§ **What to do**
Rescale the rows from the line with "For the evaluation set, tag every instance of the forested" up to and including the line with "[[888, 386]]". Write out only those lines, requests included, with each point coordinate in the answers multiplied by 0.6 and rounded to a whole number (halves round up).

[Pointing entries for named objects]
- - - - -
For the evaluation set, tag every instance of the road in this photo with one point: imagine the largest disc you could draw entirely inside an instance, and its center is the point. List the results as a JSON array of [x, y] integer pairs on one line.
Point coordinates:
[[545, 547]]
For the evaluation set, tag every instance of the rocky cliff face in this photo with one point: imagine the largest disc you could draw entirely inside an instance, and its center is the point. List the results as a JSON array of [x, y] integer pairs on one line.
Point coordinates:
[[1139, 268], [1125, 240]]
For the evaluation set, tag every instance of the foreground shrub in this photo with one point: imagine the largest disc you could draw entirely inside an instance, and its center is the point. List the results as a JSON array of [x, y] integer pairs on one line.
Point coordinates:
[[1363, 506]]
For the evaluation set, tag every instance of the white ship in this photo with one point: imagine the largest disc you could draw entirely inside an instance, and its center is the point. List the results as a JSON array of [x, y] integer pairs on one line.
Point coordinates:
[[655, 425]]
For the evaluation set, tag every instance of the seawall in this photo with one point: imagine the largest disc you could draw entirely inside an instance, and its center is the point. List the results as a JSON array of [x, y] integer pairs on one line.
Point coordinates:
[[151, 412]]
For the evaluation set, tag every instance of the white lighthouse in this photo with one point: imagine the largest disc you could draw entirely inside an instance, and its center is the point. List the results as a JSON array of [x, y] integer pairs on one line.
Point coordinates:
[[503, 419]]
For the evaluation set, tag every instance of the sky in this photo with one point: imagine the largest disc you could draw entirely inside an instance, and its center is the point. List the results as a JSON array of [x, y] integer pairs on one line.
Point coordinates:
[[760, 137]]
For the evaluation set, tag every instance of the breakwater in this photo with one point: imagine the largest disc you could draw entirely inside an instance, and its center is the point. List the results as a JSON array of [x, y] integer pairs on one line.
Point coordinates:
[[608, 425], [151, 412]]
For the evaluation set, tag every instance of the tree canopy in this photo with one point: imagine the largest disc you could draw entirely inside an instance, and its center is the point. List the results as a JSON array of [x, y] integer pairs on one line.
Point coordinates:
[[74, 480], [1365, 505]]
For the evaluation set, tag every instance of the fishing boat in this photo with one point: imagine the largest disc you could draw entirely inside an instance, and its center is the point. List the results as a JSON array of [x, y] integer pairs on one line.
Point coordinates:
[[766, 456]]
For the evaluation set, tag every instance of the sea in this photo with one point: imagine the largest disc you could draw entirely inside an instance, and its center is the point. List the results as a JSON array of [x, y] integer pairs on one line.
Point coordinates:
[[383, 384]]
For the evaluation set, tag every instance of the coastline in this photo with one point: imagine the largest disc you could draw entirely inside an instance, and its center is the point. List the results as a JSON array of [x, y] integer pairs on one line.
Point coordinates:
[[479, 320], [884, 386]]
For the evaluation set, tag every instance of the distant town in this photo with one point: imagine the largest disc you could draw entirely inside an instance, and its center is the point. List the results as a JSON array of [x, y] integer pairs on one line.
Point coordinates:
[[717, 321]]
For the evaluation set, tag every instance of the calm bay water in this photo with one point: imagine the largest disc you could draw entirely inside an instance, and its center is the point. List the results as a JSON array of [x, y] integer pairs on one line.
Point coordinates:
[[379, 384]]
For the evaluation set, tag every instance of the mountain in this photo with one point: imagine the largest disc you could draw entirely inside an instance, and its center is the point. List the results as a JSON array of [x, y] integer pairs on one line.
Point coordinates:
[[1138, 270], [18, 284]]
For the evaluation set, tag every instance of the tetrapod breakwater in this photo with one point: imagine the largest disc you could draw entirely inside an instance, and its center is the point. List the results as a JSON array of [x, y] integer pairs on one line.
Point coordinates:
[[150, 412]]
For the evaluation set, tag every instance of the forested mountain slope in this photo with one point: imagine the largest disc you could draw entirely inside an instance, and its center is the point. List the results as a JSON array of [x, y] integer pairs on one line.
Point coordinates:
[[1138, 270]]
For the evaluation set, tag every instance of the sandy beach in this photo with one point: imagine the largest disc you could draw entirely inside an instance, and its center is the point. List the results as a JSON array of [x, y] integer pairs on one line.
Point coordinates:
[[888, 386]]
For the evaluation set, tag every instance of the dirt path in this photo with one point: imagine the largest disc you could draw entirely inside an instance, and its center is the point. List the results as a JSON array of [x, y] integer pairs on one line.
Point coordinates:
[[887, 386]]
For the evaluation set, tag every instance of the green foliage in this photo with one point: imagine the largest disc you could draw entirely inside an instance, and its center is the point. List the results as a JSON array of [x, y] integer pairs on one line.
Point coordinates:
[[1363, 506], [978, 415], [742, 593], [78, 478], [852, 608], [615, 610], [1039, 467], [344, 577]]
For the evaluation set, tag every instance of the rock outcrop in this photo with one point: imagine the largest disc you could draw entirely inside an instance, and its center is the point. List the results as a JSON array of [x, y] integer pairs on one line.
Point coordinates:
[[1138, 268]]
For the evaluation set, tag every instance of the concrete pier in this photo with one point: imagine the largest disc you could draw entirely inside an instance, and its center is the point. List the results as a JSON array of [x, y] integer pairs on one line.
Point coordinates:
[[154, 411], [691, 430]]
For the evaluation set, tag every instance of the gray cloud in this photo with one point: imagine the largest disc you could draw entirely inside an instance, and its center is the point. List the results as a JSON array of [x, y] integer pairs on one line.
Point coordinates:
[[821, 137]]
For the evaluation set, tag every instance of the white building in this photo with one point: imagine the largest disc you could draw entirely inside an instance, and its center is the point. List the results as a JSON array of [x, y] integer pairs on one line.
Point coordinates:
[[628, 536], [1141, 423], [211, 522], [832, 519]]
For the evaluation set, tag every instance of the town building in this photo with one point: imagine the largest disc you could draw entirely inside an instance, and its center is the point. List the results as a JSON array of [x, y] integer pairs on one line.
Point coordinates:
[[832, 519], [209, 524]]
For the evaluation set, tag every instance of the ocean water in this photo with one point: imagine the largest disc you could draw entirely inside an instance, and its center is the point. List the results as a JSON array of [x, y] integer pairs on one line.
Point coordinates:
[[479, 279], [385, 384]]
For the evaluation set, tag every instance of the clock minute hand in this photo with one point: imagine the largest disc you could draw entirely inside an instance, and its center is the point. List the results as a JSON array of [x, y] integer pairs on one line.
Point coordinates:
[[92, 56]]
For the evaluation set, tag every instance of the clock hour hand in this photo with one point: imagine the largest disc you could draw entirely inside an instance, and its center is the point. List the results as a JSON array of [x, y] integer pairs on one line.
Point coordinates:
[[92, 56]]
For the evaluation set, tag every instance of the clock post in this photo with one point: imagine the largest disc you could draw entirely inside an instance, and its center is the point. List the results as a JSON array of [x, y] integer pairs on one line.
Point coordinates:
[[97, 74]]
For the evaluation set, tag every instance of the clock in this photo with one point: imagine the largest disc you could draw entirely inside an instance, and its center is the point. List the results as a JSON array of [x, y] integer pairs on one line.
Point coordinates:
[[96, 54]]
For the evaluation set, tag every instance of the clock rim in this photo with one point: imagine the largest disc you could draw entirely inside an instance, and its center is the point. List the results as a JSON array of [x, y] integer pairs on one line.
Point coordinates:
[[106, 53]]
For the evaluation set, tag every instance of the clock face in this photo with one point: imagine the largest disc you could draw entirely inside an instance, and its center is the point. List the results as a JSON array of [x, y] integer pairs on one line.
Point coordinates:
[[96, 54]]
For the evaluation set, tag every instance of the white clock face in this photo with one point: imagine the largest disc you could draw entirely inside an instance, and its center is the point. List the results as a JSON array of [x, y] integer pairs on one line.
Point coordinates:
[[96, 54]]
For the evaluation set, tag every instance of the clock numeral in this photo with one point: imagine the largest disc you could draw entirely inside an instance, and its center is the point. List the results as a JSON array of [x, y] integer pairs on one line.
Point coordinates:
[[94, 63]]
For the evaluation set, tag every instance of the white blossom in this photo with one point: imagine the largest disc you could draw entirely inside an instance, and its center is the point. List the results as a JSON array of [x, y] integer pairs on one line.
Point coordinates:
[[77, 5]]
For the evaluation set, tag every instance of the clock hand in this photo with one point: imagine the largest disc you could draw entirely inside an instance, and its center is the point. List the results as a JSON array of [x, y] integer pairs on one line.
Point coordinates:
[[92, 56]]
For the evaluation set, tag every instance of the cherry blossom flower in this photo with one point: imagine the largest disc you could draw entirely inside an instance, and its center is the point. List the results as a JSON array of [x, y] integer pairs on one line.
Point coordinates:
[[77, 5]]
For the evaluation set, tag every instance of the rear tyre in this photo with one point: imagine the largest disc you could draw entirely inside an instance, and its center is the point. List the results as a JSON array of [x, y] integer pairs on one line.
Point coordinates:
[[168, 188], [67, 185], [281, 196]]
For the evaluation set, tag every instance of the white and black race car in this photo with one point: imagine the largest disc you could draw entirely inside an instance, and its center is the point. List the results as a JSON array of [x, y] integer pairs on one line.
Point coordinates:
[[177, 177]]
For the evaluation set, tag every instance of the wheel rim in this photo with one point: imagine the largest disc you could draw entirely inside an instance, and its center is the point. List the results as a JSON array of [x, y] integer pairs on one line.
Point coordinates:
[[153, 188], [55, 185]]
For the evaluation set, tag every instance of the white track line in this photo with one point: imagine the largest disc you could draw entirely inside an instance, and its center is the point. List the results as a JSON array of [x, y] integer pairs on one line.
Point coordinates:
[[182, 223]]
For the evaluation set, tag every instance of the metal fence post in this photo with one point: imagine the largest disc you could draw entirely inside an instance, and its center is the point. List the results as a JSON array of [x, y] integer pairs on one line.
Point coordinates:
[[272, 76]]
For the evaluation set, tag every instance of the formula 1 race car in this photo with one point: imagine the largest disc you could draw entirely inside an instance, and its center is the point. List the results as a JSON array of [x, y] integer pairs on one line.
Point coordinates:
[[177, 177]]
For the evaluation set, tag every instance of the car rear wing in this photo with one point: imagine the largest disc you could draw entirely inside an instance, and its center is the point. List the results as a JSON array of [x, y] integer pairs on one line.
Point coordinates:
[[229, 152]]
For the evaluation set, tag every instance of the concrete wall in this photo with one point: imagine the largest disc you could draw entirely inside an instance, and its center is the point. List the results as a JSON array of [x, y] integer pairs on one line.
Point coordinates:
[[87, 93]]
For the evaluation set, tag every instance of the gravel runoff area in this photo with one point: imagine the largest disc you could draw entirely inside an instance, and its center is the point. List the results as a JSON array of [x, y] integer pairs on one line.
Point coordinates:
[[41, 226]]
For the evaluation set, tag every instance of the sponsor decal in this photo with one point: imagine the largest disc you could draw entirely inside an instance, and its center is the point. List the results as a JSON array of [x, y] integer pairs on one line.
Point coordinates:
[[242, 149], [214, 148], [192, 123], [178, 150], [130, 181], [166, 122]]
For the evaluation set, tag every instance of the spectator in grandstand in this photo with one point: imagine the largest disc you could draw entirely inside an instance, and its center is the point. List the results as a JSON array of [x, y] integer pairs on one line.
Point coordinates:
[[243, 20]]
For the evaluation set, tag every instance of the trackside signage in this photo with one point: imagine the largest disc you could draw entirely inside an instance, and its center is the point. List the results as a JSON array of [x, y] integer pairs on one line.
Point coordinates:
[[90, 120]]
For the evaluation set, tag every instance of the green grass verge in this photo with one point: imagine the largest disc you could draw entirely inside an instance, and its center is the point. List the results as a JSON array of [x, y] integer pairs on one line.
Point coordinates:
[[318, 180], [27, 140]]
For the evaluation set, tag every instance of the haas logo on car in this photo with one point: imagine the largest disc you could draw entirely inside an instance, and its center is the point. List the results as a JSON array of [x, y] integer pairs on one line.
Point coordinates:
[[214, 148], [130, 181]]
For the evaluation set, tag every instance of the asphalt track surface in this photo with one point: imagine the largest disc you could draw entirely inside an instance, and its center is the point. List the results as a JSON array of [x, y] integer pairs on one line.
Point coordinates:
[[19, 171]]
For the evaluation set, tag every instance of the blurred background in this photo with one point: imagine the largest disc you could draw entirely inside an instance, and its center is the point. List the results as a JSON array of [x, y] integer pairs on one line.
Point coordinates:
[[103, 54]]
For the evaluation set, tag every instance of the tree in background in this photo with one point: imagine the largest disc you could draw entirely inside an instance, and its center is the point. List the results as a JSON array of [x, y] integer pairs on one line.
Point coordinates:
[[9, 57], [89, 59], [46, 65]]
- - - - -
§ **The response**
For the evaluation set, tag every instance of the forested mountain slope in this photo with one point: imagine the largest disc you could draw entirely inside an instance, and its center is the point. List the results as a JSON array of [x, y] integer pairs on one line.
Point coordinates:
[[683, 162]]
For the evaluation set, tag every instance of the sandy beach in this photo with one point: imagine the largest disc you could draw entirely inside an instance, and its center is the point. List the results as a JSON array of [x, y] integer pairs on one line.
Point coordinates:
[[533, 232]]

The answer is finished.